Fasse im unten stehenden Text über Avantgarden den Absatz, der mit „Eine 'Durchschnittsbiographie' ist für mich“ beginnt, als kurze Liste zusammen und behalte dabei seine Hauptaussagen bei.

Angezeigter Text
====================

Eine 'Durchschnittsbiographie' ist für mich kein Objekt der Verachtung, sondern beschreibt einfach nur einen Lebensweg ohne dramatische Brüche und Verirrungen. Eine DB absolviert Schule, Beruf, Ehe und Nachbarschaft zumindest ordentlich, findet keinen Grund für Revolution, auch nicht in der Kultur - ernährt diese aber und partizipiert an ihren möglichen Früchten, ohne dies jedoch idR zu merken oder gar zu wollen...
Alles einerseits fixe Größen, die andererseits aber dennoch veränderlich sind, zumindest in einem gewissen Umfang.
(Hier setzen dann im übrigen ja auch gerade die manipulativen Techniken an, die ein wesentlicher Teil beinahe sämtlicher Avantgarden des letzten Jahrhunderts waren.)
Die Ideen und Gedanken, auf die wir kommen und mit denen wir uns beschäftigen, entsprechen natürlich immer unserer eigenen Mentalität. Deswegen ist es ja auch gerade so wichtig, sich nicht nur mit den eigenen, sondern auch mit den Gedanken und Ideen der Anderen zu beschäftigen.
Nichtsdestrotz ist der Einsatz von benutzten Tampons und Kastrationsfilmen im Industrial äußerst systematisch und strategisch. Es gibt da schon ein recht komplexes Theoriengebäude, das dahinter steht.
Und der Einsatz solcher Methoden ist ein Punkt, an den man aus dieser Systematik heraus sogar beinahe automatisch irgendwann angelangt.
Der radikale Angriff auf bürgerliche Wirklichkeiten und Vorstellungen ist ebenfalls ein Kernelement sämtlicher Avantgarden des letzten Jahrhunderts. Der Begriff selbst entstammt dabei auch keineswegs zufällig aus dem Militärischen.
Die meisten Avantgarden haben dabei auf im Grunde bereits bestehende Konzepte aufgesetzt und diese dann weiter radikalisiert. Man kann darüber streiten, ob es sich in diesem Sinne eigentlich wirklich um etwas Neues handelt, was so geschaffen wird. Ich würde das allerdings gelten lassen.

====================

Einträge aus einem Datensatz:

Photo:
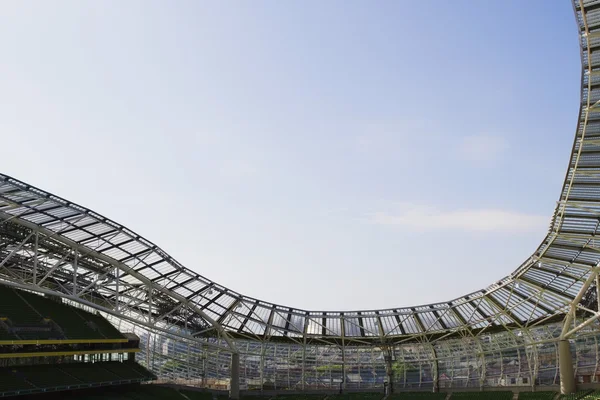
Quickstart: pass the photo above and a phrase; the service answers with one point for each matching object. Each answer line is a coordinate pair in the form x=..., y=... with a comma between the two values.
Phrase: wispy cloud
x=425, y=218
x=237, y=169
x=482, y=148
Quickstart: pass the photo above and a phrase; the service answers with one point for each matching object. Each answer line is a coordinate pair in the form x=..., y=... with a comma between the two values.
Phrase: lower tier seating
x=418, y=396
x=41, y=378
x=537, y=395
x=482, y=396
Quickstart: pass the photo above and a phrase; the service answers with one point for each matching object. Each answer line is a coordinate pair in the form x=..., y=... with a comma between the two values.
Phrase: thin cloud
x=482, y=148
x=237, y=169
x=423, y=218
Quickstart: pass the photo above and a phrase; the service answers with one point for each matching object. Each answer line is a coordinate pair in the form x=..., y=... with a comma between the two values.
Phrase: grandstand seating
x=537, y=395
x=482, y=396
x=418, y=396
x=356, y=396
x=36, y=378
x=582, y=395
x=28, y=316
x=595, y=395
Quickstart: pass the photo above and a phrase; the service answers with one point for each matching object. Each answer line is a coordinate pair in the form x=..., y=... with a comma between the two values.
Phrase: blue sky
x=322, y=155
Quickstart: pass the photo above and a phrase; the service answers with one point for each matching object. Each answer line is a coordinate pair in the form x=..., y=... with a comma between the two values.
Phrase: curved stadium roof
x=539, y=290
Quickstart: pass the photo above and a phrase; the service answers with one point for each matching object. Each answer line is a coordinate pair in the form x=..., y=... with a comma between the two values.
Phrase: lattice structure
x=54, y=246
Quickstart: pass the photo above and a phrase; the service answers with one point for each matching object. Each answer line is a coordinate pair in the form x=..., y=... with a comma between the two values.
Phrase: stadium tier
x=26, y=316
x=30, y=379
x=535, y=330
x=537, y=395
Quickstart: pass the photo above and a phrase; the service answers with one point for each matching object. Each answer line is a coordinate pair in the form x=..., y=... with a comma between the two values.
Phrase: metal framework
x=52, y=245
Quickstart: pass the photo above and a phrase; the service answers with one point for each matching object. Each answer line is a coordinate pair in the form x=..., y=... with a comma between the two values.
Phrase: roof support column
x=565, y=362
x=434, y=368
x=234, y=382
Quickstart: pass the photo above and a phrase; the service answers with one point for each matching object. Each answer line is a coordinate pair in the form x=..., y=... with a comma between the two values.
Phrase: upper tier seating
x=36, y=378
x=28, y=316
x=482, y=396
x=418, y=396
x=537, y=395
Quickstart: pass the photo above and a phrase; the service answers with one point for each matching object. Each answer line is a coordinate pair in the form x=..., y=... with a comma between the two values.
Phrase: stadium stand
x=418, y=396
x=43, y=341
x=482, y=396
x=537, y=395
x=30, y=379
x=356, y=396
x=28, y=316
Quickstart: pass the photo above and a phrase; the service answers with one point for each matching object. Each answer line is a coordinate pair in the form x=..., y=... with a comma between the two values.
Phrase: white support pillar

====================

Gelöste Aufgabe
- Eine „Durchschnittsbiographie“ (DB) ist kein Objekt der Verachtung, sondern ein Lebensweg ohne dramatische Brüche und Verirrungen.
- Sie absolviert Schule, Beruf, Ehe und Nachbarschaft zumindest ordentlich.
- Sie sieht keinen Grund für eine Revolution, auch nicht in der Kultur.
- Sie ernährt die Kultur jedoch und hat an ihren möglichen Früchten teil, meist ohne es zu merken oder zu wollen.